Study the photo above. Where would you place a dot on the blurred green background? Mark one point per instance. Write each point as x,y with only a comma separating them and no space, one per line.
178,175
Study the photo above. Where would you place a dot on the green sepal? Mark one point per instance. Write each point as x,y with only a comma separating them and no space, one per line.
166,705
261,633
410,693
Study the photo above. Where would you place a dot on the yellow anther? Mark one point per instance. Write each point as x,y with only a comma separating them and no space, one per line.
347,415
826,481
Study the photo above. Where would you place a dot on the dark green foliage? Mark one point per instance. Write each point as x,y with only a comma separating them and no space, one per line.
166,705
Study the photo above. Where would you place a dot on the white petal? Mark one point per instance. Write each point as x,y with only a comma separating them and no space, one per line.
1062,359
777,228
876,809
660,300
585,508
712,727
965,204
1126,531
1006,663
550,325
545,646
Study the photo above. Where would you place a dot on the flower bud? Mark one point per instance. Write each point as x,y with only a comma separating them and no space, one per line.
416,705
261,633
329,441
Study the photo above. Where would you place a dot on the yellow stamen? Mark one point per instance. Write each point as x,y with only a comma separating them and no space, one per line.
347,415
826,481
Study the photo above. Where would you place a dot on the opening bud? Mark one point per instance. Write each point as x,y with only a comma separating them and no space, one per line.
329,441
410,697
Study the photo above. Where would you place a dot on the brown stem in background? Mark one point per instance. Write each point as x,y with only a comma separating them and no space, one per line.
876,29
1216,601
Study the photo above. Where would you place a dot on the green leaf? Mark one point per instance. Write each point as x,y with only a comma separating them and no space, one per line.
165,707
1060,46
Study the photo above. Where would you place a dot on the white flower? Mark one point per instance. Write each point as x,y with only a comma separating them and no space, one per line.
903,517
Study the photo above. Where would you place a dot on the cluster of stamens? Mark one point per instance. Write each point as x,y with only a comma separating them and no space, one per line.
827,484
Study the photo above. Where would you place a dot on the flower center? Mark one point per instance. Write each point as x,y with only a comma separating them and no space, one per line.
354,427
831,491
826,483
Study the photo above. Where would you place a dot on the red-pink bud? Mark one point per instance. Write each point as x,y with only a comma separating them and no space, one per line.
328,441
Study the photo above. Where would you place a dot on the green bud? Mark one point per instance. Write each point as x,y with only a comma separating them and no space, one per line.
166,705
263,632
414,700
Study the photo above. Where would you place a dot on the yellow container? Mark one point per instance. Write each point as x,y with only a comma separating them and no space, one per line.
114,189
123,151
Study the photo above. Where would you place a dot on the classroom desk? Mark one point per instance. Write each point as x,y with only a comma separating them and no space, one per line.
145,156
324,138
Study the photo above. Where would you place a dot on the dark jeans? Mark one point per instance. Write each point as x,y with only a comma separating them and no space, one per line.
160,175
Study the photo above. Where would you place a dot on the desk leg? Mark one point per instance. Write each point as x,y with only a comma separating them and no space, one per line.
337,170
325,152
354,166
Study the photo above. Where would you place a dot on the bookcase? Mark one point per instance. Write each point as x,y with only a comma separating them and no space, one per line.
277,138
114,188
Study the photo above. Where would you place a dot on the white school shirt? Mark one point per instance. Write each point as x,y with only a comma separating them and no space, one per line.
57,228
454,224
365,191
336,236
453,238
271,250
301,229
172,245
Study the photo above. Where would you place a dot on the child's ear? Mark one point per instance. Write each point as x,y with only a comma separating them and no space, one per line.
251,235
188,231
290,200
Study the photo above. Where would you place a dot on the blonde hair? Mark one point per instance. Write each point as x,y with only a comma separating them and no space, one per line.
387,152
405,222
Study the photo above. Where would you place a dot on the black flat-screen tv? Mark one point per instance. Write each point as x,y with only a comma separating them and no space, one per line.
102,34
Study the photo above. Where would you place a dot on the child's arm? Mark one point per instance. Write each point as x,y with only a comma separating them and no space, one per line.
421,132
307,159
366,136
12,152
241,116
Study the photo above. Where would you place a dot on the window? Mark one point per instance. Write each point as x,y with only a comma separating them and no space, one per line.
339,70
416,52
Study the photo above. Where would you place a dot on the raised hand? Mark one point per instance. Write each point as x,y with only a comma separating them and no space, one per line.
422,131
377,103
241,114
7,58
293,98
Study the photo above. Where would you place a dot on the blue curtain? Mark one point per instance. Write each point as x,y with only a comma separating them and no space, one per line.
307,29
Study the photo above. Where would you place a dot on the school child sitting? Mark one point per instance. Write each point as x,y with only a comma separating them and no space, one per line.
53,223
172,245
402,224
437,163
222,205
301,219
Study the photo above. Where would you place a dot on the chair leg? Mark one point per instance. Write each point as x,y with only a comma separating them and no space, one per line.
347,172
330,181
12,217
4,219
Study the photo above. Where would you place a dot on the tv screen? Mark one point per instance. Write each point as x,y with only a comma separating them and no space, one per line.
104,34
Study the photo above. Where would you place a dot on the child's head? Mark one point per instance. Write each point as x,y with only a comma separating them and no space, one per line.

###

## Description of the task
Rewrite every one of the lines above, changing "place a dot" to "put a mark" wherever it appears and leaving everything else as it is.

## Solution
Study the photo above. Where would you put a mark on the blurred green background? Mark one point per instance. Write each point as x,y with only a comma separating them and no space, one per line.
178,175
Study the photo above. Where would you put a mark on the green sepal? Mark one point per instance. Write each point as x,y with only a comma separating them and no space, one per line.
166,705
261,633
410,693
Study the photo above. Where would you put a mark on the yellow anther? Mark one point per instance. Write each point as x,y with only a comma separating them and no space, one per line.
347,415
826,481
Study the photo above. Where would you put a mark on the dark green foliage? Mark one point per instance. Write each point as x,y with only a comma separating them and no space, one per line.
166,705
Study the photo above. Where would you put a mark on the white petal? Mark one point per instance. Write each point as x,y with only a comma separating them and no space, one per line.
1062,359
777,228
876,809
660,300
585,508
712,727
965,204
1126,531
1006,663
550,325
545,646
Study the photo above. Where would you put a mark on the flower bud? Mark one point per instance. Write each point as x,y with only a comma separating them and no space, one per line.
416,705
261,633
329,441
Study the photo above. Where would you put a mark on the yellow stamen? Mark one point per instance. Write each point as x,y with only a comma separating them and no space, one per line.
347,415
826,481
Study the photo above. Where would you put a mark on the opening bud? Mark one point per instance. Write each point as x,y with only a comma separating them and no space, one per line.
329,441
410,697
Study the photo above. Where would you put a mark on the brown stem in background? Mark one point per instance. Write each point as x,y with only a comma separating them and no space, one per line.
876,29
1216,601
Study the photo above. Where would you put a mark on the green leaf? Mark one point per instance. Write each point as x,y with only a comma separating them and no space, one per line.
165,707
1060,46
Study the photo above. Where would you put a mark on the white flower? Mark one point per instance. Write each point as x,y with only a comma separating them and no space, one per line.
903,517
Study the photo above. Where would you put a mark on the cluster of stamens? Mark one point per instance. Write each point as x,y with only a comma separating them and no space, one per line.
827,484
Study the photo above. Where would you put a mark on the flower center? Mark one point per instance. Write each point as x,y with only a comma separating them and no space, one per line.
354,427
831,491
826,483
Study the photo above. Where would you put a mark on the red-pink bud? Mark one point per instance. Write each point as x,y with only a comma separating them and no space, one per line.
328,441
Study the photo above. Where would you put a mark on the green bud? Mark one point per instance. Write each point as x,y with only a comma separating them and no space, one per line.
166,705
263,632
414,700
Study the photo above. Where would you put a mark on the yellow container? Mark one point per instance. Write each point as x,y with only a comma separating them and no space, one per line.
114,189
123,151
Study the photo above. Where would you put a mark on the classroom desk? Mark one point per instance. Write each point as x,y with only a comma separating them and no space, one per line.
145,156
324,138
Study the photo above. Where would you put a mark on the dark jeans? Mark one point per instance. Write each point as x,y with only a comma separating them and no space, one per line.
160,175
Study the photo above. Where would you put a mark on the desk leg? Mark one point per instance. Write each point as x,y with only a comma separating them and no space, one per line.
337,170
325,152
354,166
Study the photo above. Where would you put a mark on the bookcase? Mark one point per instance. Write each point as x,y with only a comma separating them and no space, one per line.
277,138
114,188
Study the photo above. Where would you put a mark on the white school shirt? Mark one point per instance. Write each point as x,y with only a comma separating them and no space, one per line.
57,228
454,224
365,191
336,236
453,238
271,250
301,229
172,245
Study the photo above. Where would you put a mark on the child's ear? Mark one point per instance. Write each point as x,y with only a comma separating them and no space, one per line.
251,235
188,231
290,200
Study the photo above. Where would you put a mark on the blonde hair? Mark one point per instance. Write each point as x,y with only a comma separating them and no space, one per line.
387,152
405,222
Study the photo above. Where would you put a mark on the black flat-screen tv? Mark one point per instance. Write each point as x,y with only a comma separating them and no space, one per line.
102,34
Study the photo above. Where would you put a mark on the child's arm? Mark one point per instance. Write each point as x,y with only a comma separating them and no space, one per line.
421,132
307,159
366,136
12,152
241,116
Study the photo above. Where would you put a mark on the window? Mark one point per instance. Write each point as x,y with only a comma separating them and no space, one per line.
339,70
416,52
Study the photo above. Where would you put a mark on the raised hand? Mark one point per instance. Write each point as x,y with only a comma separating them and no space, one per line.
422,131
377,103
241,114
7,58
293,98
Study the photo above. Where would you put a mark on the blue curtain? Mark one point per instance. Write each point as x,y with only a comma separating them and no space, one per line.
307,29
Study the photo above. Where would you put a mark on the school child sitting? Mark one point per instance. Write each point as x,y with only a comma separating them and no space, one per line.
53,223
172,245
402,224
437,163
222,205
301,219
Study the photo above. Where would you put a mark on the chair leg? Mark one point per instance. Write each point as x,y with only a comma separating them and no space, one per line.
347,172
330,181
12,217
4,219
Study the photo above. Where would you put a mark on the tv screen? Mark one point per instance. Write each point as x,y with only a comma separating them and no space, one per line.
104,34
Study the photo above. Where would you put a mark on the child's head? Mark one point per instance. Write each point as x,y with only a comma separating them and no space, one per line.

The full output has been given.